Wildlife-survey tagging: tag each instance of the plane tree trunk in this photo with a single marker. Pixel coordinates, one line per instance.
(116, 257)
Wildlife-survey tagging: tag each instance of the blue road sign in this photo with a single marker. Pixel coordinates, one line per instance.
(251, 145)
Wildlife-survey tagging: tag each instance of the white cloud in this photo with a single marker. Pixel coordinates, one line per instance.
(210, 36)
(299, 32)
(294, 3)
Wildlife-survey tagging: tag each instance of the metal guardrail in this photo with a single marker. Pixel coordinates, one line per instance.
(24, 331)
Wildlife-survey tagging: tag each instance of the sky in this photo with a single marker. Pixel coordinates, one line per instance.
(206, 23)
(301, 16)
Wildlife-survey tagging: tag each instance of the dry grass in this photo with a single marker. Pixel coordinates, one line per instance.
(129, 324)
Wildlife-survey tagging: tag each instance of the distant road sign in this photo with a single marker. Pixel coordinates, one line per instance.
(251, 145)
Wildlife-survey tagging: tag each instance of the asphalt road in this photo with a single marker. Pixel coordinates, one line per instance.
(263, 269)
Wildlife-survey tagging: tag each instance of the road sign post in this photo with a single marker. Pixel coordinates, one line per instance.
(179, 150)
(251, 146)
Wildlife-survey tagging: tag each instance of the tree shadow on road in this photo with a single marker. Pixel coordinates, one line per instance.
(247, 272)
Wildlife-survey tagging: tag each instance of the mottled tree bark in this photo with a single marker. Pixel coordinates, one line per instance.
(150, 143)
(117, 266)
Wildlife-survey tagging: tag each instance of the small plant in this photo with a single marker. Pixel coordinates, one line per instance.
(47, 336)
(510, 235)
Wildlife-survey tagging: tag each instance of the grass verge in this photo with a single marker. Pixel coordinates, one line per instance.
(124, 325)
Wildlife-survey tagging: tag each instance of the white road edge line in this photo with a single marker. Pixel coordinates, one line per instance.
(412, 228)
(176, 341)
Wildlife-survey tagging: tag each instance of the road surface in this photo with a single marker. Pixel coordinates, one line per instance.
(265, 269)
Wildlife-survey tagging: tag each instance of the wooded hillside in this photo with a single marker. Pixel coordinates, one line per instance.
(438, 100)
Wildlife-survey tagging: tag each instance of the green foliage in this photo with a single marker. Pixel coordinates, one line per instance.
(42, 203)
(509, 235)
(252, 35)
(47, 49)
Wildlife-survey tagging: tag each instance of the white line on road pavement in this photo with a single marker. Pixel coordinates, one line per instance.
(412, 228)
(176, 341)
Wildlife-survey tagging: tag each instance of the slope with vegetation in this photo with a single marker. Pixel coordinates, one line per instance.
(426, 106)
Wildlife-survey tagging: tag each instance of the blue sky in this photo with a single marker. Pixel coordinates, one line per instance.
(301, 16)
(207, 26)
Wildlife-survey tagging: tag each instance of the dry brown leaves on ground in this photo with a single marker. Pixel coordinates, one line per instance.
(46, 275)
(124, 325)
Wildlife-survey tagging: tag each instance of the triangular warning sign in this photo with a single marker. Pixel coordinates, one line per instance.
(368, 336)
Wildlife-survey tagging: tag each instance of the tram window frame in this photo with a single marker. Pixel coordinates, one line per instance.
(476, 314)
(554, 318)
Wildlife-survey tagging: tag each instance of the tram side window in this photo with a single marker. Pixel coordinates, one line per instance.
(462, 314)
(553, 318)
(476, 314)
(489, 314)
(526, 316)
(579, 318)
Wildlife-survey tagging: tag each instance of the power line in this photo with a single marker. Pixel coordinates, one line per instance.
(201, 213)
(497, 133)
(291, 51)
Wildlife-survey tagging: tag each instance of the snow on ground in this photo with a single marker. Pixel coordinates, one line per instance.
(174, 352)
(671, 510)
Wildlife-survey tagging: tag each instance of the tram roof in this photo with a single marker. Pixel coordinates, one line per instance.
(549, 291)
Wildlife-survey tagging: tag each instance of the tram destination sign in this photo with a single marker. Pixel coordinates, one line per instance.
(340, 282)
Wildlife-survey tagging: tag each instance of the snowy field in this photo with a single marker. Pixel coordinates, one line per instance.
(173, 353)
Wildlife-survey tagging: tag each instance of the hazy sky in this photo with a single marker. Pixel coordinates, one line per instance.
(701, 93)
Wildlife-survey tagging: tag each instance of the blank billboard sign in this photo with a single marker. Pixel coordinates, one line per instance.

========================================================================

Task requirements: Extract each record, keeping it identical to the original.

Task answer:
Wildlife-survey tagging: tag each instance of the plane tree trunk in this photo with a single marker. Pixel coordinates, one line per instance.
(116, 257)
Wildlife-survey tagging: tag each instance of the blue road sign in this photo with a single marker. Pixel coordinates, one line per instance.
(251, 145)
Wildlife-survey tagging: tag each instance of the white cloud in this photo with a single marker. Pixel coordinates, one line per instance.
(210, 36)
(299, 32)
(294, 3)
Wildlife-survey tagging: tag each instance of the metal guardrail in this photo with a single marker. Pixel coordinates, one line per instance.
(24, 331)
Wildlife-survey tagging: tag each instance of the sky in this photo with a single marker. Pixel coordinates, one line per instance.
(206, 23)
(301, 16)
Wildlife-survey tagging: tag each instance of the dry grass in this photo with a single marker. Pixel coordinates, one line per instance.
(129, 324)
Wildlife-survey tagging: tag each instance of the distant road sign in this photo with a single marker. Pixel coordinates, one line per instance.
(251, 145)
Wildlife-survey tagging: tag each instance of the asphalt road in this photo with a single marker. Pixel coordinates, one line per instance.
(263, 269)
Wildlife-survey tagging: tag each instance of the road sign post in this photo with a single marker. Pixel coordinates, one line per instance.
(179, 150)
(251, 146)
Wildlife-survey tagging: tag each instance of the tree shadow on road in this photo with a single marker. Pixel coordinates, one line per instance.
(247, 272)
Wildlife-survey tagging: tag each instance of the mottled tree bark in this photo with a single marker. Pixel coordinates, one line per instance.
(150, 143)
(117, 266)
Wildlife-survey tagging: tag each instance of the small plant in this photo with a single marker. Pixel coordinates, one line per instance.
(47, 336)
(510, 235)
Wildlife-survey tagging: tag each instance of the grass verge in this photo with a single marker. Pixel coordinates, one line per instance.
(124, 325)
Wildlife-survey tagging: tag each instance of the white road edge line in this photo with a single marker. Pixel coordinates, one line per instance.
(412, 228)
(176, 341)
Wildlife-survey tagging: tag each instance of the road surface in this photo with a single marker. Pixel coordinates, one line per instance.
(265, 269)
Wildlife-survey tagging: tag each instance of the wooded hillside in this photo with a single marker. Pixel coordinates, one line per instance.
(438, 100)
Wildlife-survey tagging: tag each instance of the green foliage in this photo with a single marker. Pixel coordinates, one line per instance.
(42, 203)
(509, 235)
(252, 35)
(47, 49)
Wildlife-survey tagging: tag each instance of the white line on road pavement in this photo with a single marker. Pixel coordinates, one line per instance.
(412, 228)
(176, 341)
Wildlife-survey tagging: tag each instance of the slope with vegetation in this photo with a single marker. Pixel coordinates, one line per instance.
(426, 106)
Wildlife-survey tagging: tag each instance of the blue sky in this photo with a single marker. Pixel coordinates, one line per instance.
(301, 16)
(207, 26)
Wildlife-survey tagging: tag each instance of the dry brown leaves on ground in this photo with a single marker. Pixel coordinates, one line per instance.
(46, 275)
(124, 325)
Wildlife-survey tagging: tag each instance of the triangular warning sign in this photo with a single marker. Pixel coordinates, one line per instance.
(368, 336)
Wildlife-survey tagging: tag each instance of the tram window frame in this photo with a single marker. Pixel coordinates, one line per instance.
(476, 314)
(554, 318)
Wildlife-survey tagging: tag each instance of the tram side window in this photo with a single marker. Pixel coordinates, one line per instance.
(462, 314)
(553, 318)
(476, 314)
(489, 314)
(526, 316)
(579, 318)
Wildlife-survey tagging: tag each instance of the power line in this photo with a single marker. Pixel coordinates, one line per instance.
(201, 213)
(497, 133)
(291, 51)
Wildlife-survey tagging: tag each instance of the snow on ground in this photo with a single marker. Pixel coordinates, one line per instance.
(174, 352)
(671, 510)
Wildlife-survey tagging: tag each instance of the tram roof in this photo with a single marker. Pixel coordinates, one line per instance.
(549, 291)
Wildlife-survey tagging: tag each instance of the tram destination sign in this photo with a single marker. Pixel coordinates, one line per instance.
(340, 282)
Wildlife-survey tagging: tag each instance of the snowy field in this photo with a single marker. Pixel coordinates, one line per instance.
(173, 353)
Wildlife-survey tagging: tag each instance of the hazy sky in this photo with a single marker. Pixel coordinates, one line per instance.
(701, 93)
Wildlife-survey tagging: tag each instance of the blank billboard sign in this photo with a single marker. Pixel coordinates, one line per instance.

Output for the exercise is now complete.